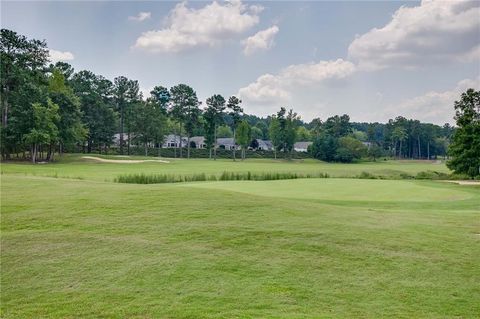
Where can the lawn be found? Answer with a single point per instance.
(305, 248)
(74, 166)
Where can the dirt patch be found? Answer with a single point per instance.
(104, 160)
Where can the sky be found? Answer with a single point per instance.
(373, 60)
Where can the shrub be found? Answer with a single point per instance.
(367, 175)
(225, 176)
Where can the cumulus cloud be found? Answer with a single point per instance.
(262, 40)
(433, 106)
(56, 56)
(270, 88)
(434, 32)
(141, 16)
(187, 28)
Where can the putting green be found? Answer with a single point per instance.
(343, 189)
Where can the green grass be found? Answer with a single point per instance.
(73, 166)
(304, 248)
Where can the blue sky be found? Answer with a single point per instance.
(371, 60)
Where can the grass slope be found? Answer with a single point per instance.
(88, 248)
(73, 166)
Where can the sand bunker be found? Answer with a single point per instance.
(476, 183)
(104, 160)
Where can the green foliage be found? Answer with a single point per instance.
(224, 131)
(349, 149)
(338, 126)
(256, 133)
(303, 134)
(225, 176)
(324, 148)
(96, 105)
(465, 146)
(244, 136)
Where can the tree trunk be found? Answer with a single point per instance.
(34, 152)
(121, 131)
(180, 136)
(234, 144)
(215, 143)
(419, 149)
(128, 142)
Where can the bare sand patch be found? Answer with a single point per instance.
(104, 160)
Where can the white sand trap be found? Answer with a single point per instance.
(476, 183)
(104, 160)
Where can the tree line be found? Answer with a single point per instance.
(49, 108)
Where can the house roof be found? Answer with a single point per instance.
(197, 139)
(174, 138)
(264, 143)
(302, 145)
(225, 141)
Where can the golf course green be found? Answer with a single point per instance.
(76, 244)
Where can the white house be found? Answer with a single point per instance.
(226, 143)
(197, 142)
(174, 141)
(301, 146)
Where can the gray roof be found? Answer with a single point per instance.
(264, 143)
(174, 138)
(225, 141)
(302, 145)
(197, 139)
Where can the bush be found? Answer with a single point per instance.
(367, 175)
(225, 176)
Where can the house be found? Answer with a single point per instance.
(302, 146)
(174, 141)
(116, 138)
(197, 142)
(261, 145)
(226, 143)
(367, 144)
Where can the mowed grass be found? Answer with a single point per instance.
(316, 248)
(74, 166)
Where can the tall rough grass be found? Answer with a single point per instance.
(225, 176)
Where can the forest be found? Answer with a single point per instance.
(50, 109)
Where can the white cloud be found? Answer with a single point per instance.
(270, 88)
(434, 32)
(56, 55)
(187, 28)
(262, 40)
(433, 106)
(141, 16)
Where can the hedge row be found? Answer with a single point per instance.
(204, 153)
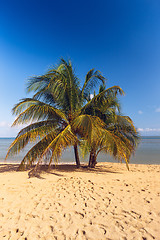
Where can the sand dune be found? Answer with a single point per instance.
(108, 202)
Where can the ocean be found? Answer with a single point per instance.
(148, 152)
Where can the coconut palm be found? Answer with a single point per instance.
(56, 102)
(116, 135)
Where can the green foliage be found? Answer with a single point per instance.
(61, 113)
=====
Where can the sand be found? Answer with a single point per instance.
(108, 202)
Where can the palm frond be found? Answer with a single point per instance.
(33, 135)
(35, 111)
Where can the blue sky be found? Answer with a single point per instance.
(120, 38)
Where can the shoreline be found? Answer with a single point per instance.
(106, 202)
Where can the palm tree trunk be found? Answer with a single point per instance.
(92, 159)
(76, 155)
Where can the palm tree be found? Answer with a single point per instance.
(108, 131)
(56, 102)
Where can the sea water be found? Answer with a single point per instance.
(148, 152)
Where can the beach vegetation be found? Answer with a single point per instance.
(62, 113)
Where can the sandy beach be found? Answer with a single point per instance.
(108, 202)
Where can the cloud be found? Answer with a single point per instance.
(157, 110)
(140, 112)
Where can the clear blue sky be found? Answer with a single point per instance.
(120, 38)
=====
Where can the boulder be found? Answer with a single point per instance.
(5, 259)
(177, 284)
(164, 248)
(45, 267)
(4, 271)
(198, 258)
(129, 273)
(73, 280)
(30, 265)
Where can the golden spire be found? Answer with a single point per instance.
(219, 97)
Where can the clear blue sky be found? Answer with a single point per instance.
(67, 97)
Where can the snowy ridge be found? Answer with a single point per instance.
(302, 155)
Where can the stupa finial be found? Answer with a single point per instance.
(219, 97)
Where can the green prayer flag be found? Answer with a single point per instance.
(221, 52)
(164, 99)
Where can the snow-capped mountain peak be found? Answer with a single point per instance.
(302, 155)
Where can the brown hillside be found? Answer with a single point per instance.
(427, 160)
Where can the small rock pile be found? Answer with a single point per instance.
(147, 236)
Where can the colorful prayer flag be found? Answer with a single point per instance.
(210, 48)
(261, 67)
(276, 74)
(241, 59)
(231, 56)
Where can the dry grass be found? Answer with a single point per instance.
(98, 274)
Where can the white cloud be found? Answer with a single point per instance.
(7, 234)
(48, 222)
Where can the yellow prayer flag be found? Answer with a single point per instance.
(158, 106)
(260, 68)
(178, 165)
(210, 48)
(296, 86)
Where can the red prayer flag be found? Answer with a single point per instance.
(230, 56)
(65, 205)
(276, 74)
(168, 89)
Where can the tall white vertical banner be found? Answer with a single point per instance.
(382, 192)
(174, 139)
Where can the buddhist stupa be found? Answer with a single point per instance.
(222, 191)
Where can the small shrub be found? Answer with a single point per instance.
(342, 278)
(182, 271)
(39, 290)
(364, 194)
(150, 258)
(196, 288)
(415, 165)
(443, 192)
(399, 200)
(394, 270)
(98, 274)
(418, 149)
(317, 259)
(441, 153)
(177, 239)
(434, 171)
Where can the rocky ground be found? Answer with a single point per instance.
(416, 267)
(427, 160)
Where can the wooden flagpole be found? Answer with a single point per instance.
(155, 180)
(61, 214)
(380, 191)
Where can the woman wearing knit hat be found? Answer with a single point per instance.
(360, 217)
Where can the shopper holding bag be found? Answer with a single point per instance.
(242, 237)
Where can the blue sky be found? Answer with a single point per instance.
=====
## THE TASK
Identify each line in the items above that contains the word "shrub", and copy those lines.

## CORRECT RESPONSE
Where can the shrub be found? Answer with a single point per instance.
Where can the small shrub be found? Answer with a single point per instance.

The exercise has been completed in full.